» **Task to carry out**:
Take the line that has "Each instance of the horse's tail" in it and every line after it to the end of the entries, and reproduce them exactly.

━━ Excerpted data ━━

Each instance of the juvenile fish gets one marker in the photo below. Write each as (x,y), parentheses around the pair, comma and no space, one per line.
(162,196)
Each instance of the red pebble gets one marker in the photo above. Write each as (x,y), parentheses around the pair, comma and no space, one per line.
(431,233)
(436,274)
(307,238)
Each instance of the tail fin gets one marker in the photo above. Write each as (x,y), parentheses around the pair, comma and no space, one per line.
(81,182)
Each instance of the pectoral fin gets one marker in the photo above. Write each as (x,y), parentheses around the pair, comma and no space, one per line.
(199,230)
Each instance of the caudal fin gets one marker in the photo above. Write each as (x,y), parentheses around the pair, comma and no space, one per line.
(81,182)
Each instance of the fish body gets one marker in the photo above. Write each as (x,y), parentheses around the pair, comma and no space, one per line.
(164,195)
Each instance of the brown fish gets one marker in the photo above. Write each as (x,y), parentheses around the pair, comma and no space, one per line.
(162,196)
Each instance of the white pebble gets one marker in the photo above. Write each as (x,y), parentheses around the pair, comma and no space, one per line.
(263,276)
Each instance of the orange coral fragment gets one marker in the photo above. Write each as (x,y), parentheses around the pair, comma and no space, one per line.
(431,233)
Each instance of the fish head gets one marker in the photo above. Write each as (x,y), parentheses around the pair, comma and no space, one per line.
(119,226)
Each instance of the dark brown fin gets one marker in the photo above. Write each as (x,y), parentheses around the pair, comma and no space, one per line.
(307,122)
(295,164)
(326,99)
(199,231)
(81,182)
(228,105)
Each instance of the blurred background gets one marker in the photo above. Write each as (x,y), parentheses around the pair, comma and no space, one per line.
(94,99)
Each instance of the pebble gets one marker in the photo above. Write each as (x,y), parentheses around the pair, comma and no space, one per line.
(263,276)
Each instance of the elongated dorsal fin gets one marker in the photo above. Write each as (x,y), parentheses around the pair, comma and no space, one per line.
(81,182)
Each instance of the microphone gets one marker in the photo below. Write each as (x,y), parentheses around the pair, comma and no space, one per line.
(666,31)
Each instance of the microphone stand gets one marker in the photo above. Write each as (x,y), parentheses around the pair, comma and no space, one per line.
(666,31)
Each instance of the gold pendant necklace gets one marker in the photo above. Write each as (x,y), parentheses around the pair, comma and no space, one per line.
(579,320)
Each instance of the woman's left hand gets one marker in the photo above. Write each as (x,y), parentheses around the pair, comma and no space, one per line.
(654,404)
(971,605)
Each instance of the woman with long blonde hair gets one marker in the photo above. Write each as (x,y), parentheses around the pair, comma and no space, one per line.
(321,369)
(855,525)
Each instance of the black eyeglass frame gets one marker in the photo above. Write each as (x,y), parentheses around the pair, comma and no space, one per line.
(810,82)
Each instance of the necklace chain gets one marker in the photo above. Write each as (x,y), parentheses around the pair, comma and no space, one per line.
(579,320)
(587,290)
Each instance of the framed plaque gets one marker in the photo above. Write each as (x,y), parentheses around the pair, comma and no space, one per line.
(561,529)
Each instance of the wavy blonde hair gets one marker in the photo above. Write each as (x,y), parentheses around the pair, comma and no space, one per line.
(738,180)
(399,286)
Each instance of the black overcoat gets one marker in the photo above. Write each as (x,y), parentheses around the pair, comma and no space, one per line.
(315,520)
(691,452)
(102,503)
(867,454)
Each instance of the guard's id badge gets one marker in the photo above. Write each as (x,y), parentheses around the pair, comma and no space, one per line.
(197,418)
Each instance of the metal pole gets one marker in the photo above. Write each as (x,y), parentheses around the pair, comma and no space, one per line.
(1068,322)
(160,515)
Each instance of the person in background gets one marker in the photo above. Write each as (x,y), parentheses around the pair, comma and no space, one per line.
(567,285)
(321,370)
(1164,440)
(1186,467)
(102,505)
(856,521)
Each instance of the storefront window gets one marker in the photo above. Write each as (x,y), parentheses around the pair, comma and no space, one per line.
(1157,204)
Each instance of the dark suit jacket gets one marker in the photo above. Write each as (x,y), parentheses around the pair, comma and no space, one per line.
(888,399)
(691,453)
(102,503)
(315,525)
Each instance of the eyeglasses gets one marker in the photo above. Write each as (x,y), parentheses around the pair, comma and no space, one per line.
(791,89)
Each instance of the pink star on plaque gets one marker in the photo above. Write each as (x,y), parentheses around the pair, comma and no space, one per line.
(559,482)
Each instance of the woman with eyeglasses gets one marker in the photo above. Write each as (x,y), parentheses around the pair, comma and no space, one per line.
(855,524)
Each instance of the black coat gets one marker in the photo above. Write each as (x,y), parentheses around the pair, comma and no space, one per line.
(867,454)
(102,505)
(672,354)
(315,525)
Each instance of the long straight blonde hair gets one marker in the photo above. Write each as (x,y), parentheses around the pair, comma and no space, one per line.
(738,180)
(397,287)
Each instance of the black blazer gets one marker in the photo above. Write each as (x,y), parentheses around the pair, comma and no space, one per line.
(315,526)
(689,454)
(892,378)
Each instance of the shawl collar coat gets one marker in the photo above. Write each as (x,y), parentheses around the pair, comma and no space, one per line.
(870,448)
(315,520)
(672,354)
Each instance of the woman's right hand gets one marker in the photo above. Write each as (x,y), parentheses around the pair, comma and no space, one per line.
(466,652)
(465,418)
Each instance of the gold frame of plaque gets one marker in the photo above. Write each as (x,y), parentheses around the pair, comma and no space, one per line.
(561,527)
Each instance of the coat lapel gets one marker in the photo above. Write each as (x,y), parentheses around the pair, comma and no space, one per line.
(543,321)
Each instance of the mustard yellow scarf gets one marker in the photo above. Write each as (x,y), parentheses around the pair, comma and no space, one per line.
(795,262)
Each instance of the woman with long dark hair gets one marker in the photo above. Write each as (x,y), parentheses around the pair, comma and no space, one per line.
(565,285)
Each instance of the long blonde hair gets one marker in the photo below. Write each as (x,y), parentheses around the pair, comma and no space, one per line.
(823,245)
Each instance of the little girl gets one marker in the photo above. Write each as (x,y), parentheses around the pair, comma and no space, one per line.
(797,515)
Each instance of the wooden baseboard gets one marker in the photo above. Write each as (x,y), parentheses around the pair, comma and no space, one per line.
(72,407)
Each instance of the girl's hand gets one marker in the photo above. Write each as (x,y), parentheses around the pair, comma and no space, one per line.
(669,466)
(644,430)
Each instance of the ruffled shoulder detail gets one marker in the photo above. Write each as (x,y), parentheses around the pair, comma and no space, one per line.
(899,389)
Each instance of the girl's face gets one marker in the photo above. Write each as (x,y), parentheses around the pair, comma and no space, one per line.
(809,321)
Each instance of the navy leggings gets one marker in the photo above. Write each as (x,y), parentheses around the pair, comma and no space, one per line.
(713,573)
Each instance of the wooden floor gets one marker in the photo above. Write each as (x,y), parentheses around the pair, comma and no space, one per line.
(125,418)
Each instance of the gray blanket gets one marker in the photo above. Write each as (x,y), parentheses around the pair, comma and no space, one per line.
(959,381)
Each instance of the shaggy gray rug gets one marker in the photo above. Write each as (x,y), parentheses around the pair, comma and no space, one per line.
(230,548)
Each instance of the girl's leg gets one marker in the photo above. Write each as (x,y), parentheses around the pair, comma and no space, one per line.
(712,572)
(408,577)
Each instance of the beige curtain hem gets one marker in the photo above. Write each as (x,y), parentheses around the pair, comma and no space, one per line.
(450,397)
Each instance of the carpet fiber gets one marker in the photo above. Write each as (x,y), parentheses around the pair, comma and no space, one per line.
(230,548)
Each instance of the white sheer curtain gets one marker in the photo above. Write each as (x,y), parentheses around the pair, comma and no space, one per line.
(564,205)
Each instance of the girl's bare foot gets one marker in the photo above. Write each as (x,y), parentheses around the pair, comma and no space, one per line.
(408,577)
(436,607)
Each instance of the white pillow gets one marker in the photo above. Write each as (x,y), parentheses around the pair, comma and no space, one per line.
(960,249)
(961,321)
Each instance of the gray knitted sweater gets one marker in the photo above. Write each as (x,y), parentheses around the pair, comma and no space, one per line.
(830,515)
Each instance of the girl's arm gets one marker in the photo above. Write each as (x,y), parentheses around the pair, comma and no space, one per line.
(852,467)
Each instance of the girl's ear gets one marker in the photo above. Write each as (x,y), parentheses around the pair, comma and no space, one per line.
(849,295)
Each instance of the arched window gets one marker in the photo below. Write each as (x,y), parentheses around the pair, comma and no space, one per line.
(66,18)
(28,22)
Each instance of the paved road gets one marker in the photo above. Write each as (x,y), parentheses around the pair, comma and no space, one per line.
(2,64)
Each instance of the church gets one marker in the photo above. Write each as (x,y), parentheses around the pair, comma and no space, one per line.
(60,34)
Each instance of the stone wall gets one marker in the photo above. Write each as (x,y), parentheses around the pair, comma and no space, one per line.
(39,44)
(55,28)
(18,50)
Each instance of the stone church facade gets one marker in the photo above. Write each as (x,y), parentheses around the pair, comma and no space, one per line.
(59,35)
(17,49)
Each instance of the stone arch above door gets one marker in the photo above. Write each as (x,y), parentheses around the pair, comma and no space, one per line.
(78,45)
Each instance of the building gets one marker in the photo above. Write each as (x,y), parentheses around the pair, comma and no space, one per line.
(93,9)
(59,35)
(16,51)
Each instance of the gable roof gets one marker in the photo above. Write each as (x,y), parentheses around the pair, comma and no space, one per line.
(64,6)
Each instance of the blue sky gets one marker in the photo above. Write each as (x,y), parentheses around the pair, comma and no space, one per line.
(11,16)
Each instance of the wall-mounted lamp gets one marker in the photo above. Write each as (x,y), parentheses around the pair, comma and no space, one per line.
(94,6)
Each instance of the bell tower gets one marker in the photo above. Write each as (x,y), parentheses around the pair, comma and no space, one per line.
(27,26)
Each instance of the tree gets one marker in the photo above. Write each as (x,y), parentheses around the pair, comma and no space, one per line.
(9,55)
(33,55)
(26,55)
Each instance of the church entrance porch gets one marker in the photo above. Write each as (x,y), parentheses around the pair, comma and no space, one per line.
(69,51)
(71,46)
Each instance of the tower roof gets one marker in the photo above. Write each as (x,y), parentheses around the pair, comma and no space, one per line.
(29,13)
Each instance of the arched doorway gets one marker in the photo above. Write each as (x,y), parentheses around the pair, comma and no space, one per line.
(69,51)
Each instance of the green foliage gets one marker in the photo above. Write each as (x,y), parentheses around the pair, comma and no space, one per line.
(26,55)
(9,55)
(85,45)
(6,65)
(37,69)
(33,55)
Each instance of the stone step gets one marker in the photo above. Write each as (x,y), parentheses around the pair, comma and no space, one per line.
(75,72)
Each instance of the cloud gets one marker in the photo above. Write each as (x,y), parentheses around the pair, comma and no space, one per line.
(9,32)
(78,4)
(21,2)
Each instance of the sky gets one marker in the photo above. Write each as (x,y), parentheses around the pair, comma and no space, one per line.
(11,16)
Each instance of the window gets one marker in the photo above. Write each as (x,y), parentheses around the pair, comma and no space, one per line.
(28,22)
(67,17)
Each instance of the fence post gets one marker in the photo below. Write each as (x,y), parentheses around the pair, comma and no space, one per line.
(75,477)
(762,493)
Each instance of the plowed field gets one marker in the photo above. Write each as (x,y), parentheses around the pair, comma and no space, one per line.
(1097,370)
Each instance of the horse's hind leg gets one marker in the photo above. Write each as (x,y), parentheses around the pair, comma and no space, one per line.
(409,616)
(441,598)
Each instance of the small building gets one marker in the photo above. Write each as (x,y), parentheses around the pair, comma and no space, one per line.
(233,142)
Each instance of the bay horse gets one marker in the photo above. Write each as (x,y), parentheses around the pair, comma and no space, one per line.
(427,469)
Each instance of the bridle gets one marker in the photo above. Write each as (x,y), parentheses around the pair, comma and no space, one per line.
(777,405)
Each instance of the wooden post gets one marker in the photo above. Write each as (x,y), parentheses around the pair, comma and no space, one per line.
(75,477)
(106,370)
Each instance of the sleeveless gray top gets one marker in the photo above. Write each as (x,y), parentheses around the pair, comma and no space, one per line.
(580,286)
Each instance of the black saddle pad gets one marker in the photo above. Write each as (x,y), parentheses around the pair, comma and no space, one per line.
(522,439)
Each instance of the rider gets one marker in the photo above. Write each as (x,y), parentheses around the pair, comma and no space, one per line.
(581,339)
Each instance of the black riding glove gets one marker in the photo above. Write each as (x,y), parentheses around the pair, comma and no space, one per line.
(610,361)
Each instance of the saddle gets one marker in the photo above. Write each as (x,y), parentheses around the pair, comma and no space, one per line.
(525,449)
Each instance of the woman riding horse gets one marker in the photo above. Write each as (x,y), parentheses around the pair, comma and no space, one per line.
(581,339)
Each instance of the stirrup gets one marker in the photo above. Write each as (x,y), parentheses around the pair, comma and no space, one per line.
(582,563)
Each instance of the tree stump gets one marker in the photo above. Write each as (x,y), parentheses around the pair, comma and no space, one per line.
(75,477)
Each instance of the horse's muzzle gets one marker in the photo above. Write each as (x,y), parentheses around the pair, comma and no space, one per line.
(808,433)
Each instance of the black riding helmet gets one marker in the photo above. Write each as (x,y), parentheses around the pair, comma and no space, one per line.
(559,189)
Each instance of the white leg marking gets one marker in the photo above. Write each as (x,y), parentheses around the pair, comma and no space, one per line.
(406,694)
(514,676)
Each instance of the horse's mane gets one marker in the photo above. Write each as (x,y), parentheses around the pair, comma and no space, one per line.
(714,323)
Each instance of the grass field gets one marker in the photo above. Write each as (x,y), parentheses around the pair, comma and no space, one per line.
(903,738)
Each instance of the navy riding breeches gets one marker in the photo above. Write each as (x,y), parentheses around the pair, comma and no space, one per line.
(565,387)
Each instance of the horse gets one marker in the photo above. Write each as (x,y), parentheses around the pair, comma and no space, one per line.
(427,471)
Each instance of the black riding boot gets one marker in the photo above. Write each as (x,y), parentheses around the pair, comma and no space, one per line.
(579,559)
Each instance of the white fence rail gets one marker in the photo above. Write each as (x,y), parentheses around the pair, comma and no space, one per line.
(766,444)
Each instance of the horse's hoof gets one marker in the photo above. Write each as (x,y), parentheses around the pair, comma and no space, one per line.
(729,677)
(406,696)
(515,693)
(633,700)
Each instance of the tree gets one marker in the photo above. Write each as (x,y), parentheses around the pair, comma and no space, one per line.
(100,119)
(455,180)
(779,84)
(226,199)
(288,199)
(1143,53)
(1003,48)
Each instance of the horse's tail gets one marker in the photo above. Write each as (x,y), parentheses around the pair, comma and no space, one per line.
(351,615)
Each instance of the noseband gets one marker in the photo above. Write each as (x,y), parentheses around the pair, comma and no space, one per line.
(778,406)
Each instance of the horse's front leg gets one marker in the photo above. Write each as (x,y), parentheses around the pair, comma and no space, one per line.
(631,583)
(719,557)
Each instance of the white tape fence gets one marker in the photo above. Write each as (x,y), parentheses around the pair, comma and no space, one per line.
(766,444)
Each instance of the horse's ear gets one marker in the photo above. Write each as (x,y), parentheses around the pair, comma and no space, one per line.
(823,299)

━━━

» **Finished exercise**:
Each instance of the horse's tail gets one marker in the photo above. Write each as (x,y), parentheses around the pair, comma and no space, one per line.
(351,615)
Each instance of the noseband gets one marker in the photo above. Write each as (x,y), parentheses around the pair, comma and no space, one per line.
(778,406)
Each instance of the horse's front leg gets one marker in the photo above. Write each as (x,y), parentheses around the pair, comma and no space, one per line.
(631,583)
(719,557)
Each instance of the white tape fence gets one marker in the photo above. Write each as (x,y), parentheses around the pair, comma and no space, one per line.
(766,444)
Each instance of the horse's ear gets one marker in the photo above. Write each as (x,y), parentheses around the pair, comma and no space, one per line.
(823,299)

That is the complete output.